Start Selected passage
That is not my problem here. I suggested that he should be called Premier because I thought that might be a little confusing and I understand the sensitivities of the Prime Minister of Great Britain. I was trying to be helpful. I am not always helpful to him but I was trying to be helpful in that regard. Tonight we are looking at the presiding officer—I nearly called him the Speaker. The Government are sticking their heads in the sand about this. If this parliament is to be a proper parliament—and I believe that is what we all intended it should be—it should be like other proper parliaments in the English-speaking world and be presided over by a Speaker. I beg to move.

Lord Steel of Aikwood

My Lords, like the noble Lord, Lord Mackay of Ardbrecknish, I simply do not understand why the Government are making such a meal of this issue which we discussed at the Committee stage. I agree with him that the replies we had were really totally unsatisfactory.

Amendment No. 143 is slightly different from that of the noble Lord, Lord Mackay, in that I am suggesting that we simply say that the parliament may change any of the titles listed below to whatever it considers more appropriate and that applies from presiding officer down to junior Scottish Minister. I believe that that is what will happen anyway, whatever we decide to do.

I am baffled at the Government's woodenness on this issue. One only has to look at what is happening elsewhere within the United Kingdom. The Government of Wales Act in Section 52 states:

  1. "(1) The Assembly shall elect from among the Assembly members (a) the presiding officer, and (b) the deputy presiding officer.
  2. (2) The offices specified in subsection (1) shall be known by such titles as the standing orders may provide (but are referred to in this Act as the presiding officer and the deputy presiding officer)."
Again, that seems to be making an awful meal of saying that the assembly in Wales and the parliament in Scotland may well decide to call the person the Speaker. But we have precedent already because the Northern Ireland Assembly, unlike these other two, is up and running and I have in my hand a letter with beautiful headed paper from the special adviser to the Speaker. The draft Committee on Standing Orders in the Northern Ireland Assembly provides in paragraph 2 that the presiding officer of the Assembly shall be called Mr Speaker or Madam Speaker and shall be so addressed by Members in all proceedings of the Assembly and shall be so designated in all professional communications. I therefore cannot understand why we are being told what titles we must have here. It should be left to the Scottish parliament.

Look at what is happening in Northern Ireland. They have a Prime Minister, and a Deputy Prime Minister. Mr. Seamus Mallon could not possibly be called Deputy First Minister or, worse, Second Minister. He is called Deputy Prime Minister. Common sense prevails. The Scottish Parliament could decide to use the word "Speaker". As the noble Lord said, it is commonly used throughout the Commonwealth and the remainder of the world. He could be the president; or the convenor, a very good Scottish name. But for goodness sake, why do we not leave it to the parliament to decide?
End Selected passage
Start Information provided
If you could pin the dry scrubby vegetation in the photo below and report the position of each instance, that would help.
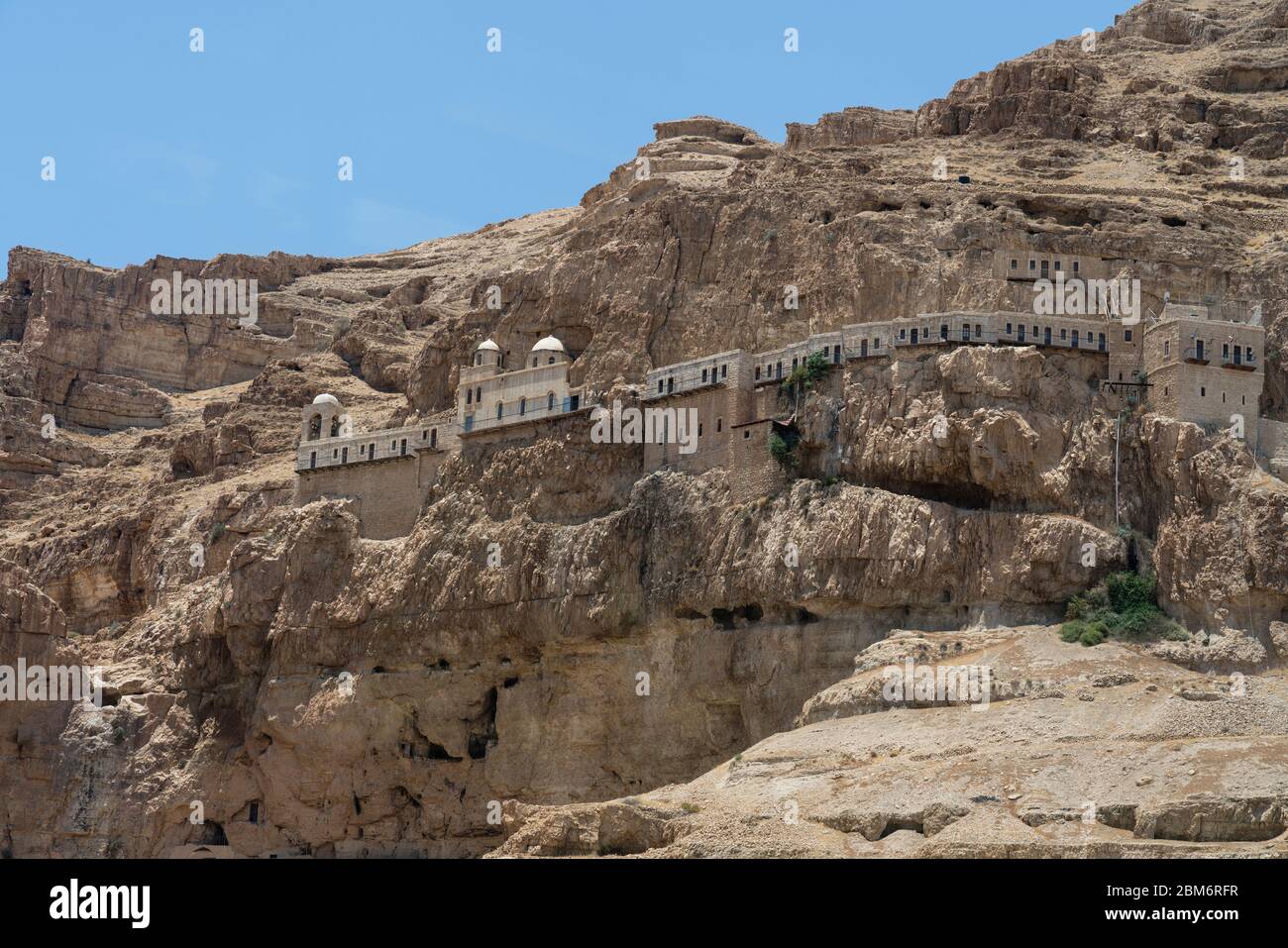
End Information provided
Start Information provided
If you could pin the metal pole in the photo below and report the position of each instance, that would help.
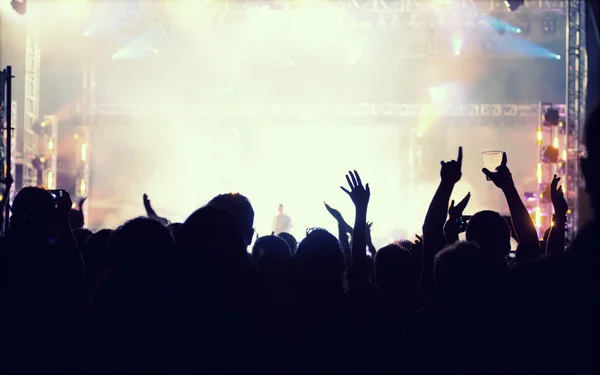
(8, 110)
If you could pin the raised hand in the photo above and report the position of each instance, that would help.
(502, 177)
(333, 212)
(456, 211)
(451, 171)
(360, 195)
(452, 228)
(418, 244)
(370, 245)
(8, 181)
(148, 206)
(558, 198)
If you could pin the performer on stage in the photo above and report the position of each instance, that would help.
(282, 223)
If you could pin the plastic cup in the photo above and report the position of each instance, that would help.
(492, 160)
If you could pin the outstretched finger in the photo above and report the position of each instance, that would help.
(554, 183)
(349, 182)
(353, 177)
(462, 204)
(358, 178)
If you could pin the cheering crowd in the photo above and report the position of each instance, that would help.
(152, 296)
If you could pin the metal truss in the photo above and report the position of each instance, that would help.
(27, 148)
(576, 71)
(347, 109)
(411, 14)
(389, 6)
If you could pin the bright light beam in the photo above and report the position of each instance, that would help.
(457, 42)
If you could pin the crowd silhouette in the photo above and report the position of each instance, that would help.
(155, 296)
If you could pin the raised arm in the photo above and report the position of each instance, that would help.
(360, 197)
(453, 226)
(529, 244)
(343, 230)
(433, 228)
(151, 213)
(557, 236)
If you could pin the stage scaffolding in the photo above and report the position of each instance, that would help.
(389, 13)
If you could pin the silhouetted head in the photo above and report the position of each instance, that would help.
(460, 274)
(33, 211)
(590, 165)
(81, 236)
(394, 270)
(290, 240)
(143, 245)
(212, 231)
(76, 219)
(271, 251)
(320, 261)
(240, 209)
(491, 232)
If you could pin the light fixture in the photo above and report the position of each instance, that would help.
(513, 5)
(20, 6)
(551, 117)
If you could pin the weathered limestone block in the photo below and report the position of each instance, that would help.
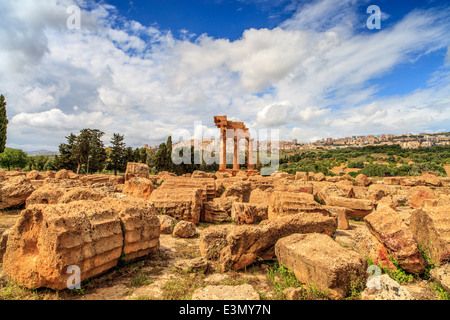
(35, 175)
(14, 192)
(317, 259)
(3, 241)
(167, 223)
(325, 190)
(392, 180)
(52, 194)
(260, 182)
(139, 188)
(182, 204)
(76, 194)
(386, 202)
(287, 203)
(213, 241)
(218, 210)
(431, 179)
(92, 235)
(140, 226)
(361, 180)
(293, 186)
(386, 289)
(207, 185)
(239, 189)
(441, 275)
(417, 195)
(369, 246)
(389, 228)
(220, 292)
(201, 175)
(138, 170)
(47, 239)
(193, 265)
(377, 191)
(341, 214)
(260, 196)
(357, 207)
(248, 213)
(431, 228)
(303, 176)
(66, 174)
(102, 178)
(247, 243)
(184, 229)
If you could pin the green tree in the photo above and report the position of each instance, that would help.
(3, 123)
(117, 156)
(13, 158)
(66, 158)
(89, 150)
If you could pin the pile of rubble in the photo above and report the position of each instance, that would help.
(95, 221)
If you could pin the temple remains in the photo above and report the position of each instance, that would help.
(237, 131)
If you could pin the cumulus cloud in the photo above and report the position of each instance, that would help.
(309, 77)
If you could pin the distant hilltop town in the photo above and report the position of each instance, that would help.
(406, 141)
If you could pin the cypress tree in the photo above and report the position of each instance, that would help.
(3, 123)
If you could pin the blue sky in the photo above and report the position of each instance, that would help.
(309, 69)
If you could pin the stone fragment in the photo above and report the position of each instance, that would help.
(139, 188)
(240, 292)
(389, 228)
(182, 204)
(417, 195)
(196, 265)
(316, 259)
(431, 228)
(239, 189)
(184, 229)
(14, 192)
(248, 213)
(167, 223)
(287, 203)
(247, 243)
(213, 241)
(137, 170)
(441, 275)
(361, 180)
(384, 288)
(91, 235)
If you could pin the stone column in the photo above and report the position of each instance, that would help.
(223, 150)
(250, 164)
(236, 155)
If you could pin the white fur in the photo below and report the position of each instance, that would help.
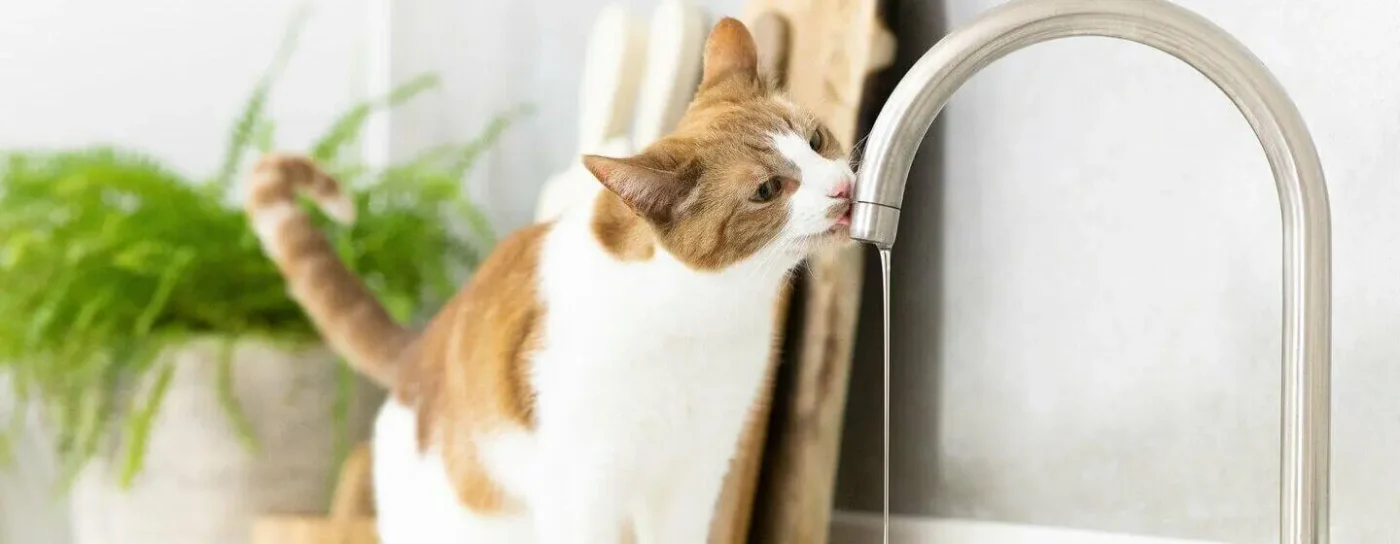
End Information provided
**Task to complete**
Continue the Lords debate on the title of the Scottish parliament's presiding officer, starting after its last sentence.

**Exercise result**
Lord Monro of Langholm

My Lords, perhaps I may join with the views of my noble friend Lord Mackay and the noble Lord, Lord Steel. The Government have to accept that what they say is what will happen. There is no way of avoiding this. There will be a speaker and that is that. I do not know of any person, other than the official who carries out general election or by-election responsibilities, who calls himself a presiding officer.

The noble Lord, Lord Steel, mentioned "convenor". That is a good Scottish word. However, it perhaps implies a leader rather than an impartial chairman, which is what the speaker has to be. It would be far better for the Government to accept that "Speaker" will be the terminology in Scotland, as indeed is the word Prime Minister. Whether the Government like it or not, that is what will happen, so we may as well accept it now rather than continue to procrastinate about their providing a better term than "presiding officer". It just will not happen. I hope that the Government will see sense in the amendments.

The Earl of Balfour

My Lords, perhaps I may ask a question on Amendment No. 143, about the words "Scottish Minister". I have never been a Member of another place, but I have always considered from my experience in Parliament that the senior person has usually been referred to as the Secretary of State. Might the title "Secretary of Home Affairs" in respect of the Scottish Parliament be better than the "Scottish Minister for Home Affairs"? I put that forward because I believe that there is something to be said to Amendment No. 143. Perhaps wrongly, I have always felt that a Minister is subordinate to a Secretary of State.

Baroness Ramsay of Cartvale

My Lords, in order to put everyone out of any agony, I have to say that the Government cannot accept these amendments, which attempt to amend the titles given to certain officers by the Bill. The amendment of the noble Lord, Lord Mackay, replaces the title of "Presiding Officer" with that of "Speaker". All these amendments are to that end. The amendment of the noble Lord, Lord Steel, goes a step further and seeks to give the parliament the power to change the titles of various offices, including those of the First Minister and other Scottish Ministers.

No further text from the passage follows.